▶ **PROBLEM TO SOLVE**
Put the lines from the one containing "Find the white rug;" up to and including the one containing "POLYGON ((100 60, 95" into a numbered list, leaving out any blank lines.

[START RECORDS]

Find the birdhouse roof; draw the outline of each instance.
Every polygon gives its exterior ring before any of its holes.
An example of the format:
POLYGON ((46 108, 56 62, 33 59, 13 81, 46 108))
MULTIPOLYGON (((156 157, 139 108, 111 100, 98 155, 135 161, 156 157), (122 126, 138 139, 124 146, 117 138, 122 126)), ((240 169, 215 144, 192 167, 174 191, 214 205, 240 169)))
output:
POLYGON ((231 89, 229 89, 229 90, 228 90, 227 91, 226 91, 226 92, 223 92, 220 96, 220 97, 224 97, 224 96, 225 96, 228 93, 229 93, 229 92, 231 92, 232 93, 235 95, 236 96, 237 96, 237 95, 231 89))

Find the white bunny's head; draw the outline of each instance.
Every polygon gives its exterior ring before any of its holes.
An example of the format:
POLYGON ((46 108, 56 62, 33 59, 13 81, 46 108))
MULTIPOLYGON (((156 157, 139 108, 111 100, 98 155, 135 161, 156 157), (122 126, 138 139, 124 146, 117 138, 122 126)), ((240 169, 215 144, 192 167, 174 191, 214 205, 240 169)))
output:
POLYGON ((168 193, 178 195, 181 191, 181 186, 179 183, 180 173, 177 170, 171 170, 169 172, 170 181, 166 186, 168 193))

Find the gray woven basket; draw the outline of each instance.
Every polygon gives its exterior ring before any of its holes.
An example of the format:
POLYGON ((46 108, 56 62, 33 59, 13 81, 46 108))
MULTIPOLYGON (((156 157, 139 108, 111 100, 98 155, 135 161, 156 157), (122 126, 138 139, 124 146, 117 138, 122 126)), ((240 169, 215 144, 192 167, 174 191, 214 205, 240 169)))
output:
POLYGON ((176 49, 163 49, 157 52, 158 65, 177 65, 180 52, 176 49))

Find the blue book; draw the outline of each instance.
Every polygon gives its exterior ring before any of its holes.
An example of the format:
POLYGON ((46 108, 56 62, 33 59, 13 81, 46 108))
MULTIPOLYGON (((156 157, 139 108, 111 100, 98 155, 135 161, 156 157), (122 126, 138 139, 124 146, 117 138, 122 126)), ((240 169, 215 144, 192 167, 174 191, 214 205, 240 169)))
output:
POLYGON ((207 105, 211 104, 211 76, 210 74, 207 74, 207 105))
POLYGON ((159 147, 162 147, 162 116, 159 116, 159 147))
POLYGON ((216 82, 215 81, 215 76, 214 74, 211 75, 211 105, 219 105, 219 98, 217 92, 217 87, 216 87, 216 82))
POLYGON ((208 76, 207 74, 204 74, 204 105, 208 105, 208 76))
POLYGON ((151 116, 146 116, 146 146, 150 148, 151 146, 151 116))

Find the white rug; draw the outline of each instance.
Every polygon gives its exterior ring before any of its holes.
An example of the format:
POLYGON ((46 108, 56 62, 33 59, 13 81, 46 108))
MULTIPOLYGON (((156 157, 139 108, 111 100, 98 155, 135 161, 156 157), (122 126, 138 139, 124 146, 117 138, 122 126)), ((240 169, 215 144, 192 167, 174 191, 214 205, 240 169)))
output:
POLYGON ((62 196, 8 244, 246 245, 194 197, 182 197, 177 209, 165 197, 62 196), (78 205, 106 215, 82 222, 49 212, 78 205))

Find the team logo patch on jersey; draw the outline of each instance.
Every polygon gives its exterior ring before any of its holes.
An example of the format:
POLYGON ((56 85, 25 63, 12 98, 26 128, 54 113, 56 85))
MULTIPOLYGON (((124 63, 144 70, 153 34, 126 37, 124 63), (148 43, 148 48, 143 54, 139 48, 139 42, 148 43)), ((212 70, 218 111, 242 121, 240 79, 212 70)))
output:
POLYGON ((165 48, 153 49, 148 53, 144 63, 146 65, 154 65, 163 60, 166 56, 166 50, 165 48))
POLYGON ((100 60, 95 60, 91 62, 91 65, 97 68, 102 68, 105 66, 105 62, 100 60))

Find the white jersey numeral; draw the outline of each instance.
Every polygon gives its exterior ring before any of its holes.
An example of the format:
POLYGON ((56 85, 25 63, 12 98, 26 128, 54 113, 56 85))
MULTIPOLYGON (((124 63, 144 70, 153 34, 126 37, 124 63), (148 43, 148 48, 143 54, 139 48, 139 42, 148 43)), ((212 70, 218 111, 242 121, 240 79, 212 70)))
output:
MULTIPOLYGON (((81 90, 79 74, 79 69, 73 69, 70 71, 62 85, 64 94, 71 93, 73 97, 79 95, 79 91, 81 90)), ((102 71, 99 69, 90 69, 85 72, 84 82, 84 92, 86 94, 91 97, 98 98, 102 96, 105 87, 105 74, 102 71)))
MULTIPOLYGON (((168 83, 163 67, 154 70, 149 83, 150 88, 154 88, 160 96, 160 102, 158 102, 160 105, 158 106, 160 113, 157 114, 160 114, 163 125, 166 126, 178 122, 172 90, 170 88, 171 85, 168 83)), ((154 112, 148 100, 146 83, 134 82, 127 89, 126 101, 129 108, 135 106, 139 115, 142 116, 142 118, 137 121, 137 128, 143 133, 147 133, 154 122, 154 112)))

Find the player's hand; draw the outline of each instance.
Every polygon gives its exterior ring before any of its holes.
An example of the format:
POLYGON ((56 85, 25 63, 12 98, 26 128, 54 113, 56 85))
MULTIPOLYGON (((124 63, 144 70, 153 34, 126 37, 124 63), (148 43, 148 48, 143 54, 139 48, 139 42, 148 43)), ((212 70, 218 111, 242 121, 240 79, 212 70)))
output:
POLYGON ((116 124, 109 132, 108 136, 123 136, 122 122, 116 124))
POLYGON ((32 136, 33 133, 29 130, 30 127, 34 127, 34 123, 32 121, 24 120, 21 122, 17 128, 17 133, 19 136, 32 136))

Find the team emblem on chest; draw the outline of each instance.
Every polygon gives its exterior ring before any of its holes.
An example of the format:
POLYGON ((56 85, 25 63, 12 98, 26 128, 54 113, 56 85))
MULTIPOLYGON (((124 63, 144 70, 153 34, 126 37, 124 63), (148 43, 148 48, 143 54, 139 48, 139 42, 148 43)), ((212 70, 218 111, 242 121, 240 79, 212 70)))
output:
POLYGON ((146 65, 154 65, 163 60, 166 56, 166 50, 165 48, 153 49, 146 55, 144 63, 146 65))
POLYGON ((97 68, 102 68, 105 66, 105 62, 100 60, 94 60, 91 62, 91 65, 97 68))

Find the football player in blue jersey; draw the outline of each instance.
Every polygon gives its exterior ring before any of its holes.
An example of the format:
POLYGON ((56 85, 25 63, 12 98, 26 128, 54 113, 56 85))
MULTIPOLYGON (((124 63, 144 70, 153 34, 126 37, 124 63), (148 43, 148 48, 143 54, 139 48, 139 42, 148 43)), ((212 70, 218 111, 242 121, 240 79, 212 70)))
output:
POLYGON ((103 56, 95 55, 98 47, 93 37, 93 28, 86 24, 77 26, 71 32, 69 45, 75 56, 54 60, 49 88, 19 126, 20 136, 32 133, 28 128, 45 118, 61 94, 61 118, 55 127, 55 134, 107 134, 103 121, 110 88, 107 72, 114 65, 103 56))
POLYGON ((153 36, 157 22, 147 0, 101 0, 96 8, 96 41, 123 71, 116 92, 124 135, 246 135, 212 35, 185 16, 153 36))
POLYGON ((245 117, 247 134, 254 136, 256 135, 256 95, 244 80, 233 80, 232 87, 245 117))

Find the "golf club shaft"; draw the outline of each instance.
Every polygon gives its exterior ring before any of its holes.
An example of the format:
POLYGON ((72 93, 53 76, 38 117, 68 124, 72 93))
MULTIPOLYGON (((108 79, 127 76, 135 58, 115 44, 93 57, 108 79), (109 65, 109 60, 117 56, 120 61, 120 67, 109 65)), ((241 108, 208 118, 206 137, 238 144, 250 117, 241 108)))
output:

[END RECORDS]
[START RECORDS]

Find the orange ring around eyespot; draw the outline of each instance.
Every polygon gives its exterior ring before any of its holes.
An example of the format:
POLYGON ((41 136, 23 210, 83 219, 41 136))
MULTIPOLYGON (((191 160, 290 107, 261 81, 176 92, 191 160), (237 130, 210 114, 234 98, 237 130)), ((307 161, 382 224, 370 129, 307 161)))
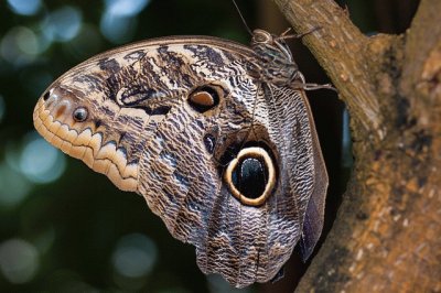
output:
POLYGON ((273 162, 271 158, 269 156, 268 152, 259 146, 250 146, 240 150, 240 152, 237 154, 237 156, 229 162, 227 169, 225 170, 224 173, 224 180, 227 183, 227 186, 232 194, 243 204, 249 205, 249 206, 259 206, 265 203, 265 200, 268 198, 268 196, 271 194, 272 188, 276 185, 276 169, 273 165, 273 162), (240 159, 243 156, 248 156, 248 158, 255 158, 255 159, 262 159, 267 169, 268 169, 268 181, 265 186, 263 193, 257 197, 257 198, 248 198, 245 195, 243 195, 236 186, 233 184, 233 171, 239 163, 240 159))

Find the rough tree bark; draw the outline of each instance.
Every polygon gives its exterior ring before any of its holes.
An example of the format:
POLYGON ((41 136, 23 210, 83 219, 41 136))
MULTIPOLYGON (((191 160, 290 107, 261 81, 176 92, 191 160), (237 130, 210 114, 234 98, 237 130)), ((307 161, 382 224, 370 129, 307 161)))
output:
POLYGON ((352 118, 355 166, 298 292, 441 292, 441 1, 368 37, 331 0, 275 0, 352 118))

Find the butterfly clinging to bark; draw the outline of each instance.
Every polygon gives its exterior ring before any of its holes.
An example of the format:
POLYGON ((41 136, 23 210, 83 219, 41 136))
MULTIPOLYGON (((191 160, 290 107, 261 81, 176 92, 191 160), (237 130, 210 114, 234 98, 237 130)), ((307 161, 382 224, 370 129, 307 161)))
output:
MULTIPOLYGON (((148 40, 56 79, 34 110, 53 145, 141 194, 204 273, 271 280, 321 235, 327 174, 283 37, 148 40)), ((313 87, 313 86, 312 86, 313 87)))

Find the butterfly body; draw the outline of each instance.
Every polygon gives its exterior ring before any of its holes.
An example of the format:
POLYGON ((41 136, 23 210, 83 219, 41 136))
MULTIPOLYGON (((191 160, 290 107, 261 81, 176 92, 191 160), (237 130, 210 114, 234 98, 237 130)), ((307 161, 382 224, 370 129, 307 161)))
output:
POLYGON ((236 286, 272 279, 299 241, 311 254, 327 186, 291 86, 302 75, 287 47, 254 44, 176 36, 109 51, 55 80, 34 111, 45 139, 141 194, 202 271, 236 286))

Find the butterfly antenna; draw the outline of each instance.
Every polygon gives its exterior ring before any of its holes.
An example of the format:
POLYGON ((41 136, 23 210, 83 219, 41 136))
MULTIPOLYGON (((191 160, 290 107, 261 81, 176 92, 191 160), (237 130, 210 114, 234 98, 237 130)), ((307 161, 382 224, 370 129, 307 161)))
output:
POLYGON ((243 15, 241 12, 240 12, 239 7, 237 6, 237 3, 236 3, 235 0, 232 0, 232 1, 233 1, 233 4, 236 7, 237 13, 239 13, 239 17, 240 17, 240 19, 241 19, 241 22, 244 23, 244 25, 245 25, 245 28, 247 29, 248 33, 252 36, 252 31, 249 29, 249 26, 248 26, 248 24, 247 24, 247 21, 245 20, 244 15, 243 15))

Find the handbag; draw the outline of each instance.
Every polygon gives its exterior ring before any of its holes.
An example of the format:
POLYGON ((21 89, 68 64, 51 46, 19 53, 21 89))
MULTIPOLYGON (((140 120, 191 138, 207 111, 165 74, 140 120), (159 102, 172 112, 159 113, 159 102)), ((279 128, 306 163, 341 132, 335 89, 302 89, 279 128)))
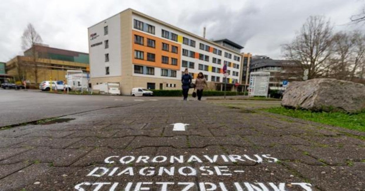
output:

[END RECORDS]

▶ **EXERCISE SOLUTION**
1. Find the white rug; draw the outline of each instance.
2. Every polygon gives its exterior ring before any of its holes.
3. An example of the format:
4. POLYGON ((46 108, 56 62, 33 59, 13 81, 46 108))
5. MULTIPOLYGON (((156 157, 139 108, 111 100, 98 155, 135 161, 156 157), (122 126, 138 139, 124 146, 117 138, 122 126)), ((240 169, 215 144, 192 167, 174 191, 214 205, 240 169)))
6. output:
7. POLYGON ((62 196, 8 244, 246 245, 194 197, 182 197, 177 209, 165 197, 62 196), (78 205, 106 215, 82 222, 49 212, 78 205))
8. Find the team logo patch on jersey; draw the outline of each instance.
9. Every polygon gives its exterior ring before any of its holes.
10. An example of the format:
11. POLYGON ((56 85, 25 63, 12 98, 26 128, 54 113, 56 85))
12. MULTIPOLYGON (((124 63, 144 70, 153 34, 126 37, 124 63), (148 43, 148 48, 143 54, 139 48, 139 42, 148 43)), ((212 70, 218 111, 242 121, 240 79, 212 70)))
13. output:
14. POLYGON ((165 48, 153 49, 148 53, 144 63, 146 65, 154 65, 163 60, 166 56, 166 50, 165 48))
15. POLYGON ((100 60, 95 60, 91 62, 91 65, 97 68, 102 68, 105 66, 105 62, 100 60))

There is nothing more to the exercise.